Trascurando la sentenziosità del titolo, e del libro, peraltro dubbia.
Le “otto montagne”
vengono dal Nepal, dove un monte altissimo si vuole al centro del mondo, il
Sumeru, e attorno al Sumeru, come i raggi di una ruota, otto montagne e otto mari.
Con l’inevitabile quiz di saggezza: impara di più chi fa il giro delle otto
montagne, oppure chi arriva in cima al monte? Chi esplora tutto l’esplorabile
oppure chi si concentra su un solo obiettivo? Quesito per la verità non
pleonastico, giacché l’esito è immorale: l’amico di città, quello che resta per
raccontarla, ha scelto il vagabondaggio, dopo aver dissipato la gioventù, rifiutando
l’amore paterno, familiare, mentre il montanaro, campione d’innocenza e
generosità, le perde tutte.
Una sensazione di
pace emerge così dalle tante asperità. In una “comunità” di cime senza nome – “Qual è il Grenon?”, sopra il villaggio
di Grana, luogo del racconto: “Per noi è la montagna di Grana.
--------
**ISTRUZIONI**
a – Puoi trascrivere per intero il testo sulle otto montagne, senza cambiare nulla?
b – Puoi riportare parola per parola tutto l'elenco, dalla prima all'ultima riga?
L'elenco non ha alcun legame con il testo sulle otto montagne.

**MATERIALE PRESENTATO**
--------
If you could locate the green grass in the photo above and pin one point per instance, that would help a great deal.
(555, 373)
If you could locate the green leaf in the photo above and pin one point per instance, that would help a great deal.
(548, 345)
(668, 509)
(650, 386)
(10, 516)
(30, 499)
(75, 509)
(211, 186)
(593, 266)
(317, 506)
--------
**LE RISPOSTE**
a –
Trascurando la sentenziosità del titolo, e del libro, peraltro dubbia.
Le “otto montagne”
vengono dal Nepal, dove un monte altissimo si vuole al centro del mondo, il
Sumeru, e attorno al Sumeru, come i raggi di una ruota, otto montagne e otto mari.
Con l’inevitabile quiz di saggezza: impara di più chi fa il giro delle otto
montagne, oppure chi arriva in cima al monte? Chi esplora tutto l’esplorabile
oppure chi si concentra su un solo obiettivo? Quesito per la verità non
pleonastico, giacché l’esito è immorale: l’amico di città, quello che resta per
raccontarla, ha scelto il vagabondaggio, dopo aver dissipato la gioventù, rifiutando
l’amore paterno, familiare, mentre il montanaro, campione d’innocenza e
generosità, le perde tutte.
Una sensazione di
pace emerge così dalle tante asperità. In una “comunità” di cime senza nome – “Qual è il Grenon?”, sopra il villaggio
di Grana, luogo del racconto: “Per noi è la montagna di Grana.

b –
If you could locate the green grass in the photo above and pin one point per instance, that would help a great deal.
(555, 373)
If you could locate the green leaf in the photo above and pin one point per instance, that would help a great deal.
(548, 345)
(668, 509)
(650, 386)
(10, 516)
(30, 499)
(75, 509)
(211, 186)
(593, 266)
(317, 506)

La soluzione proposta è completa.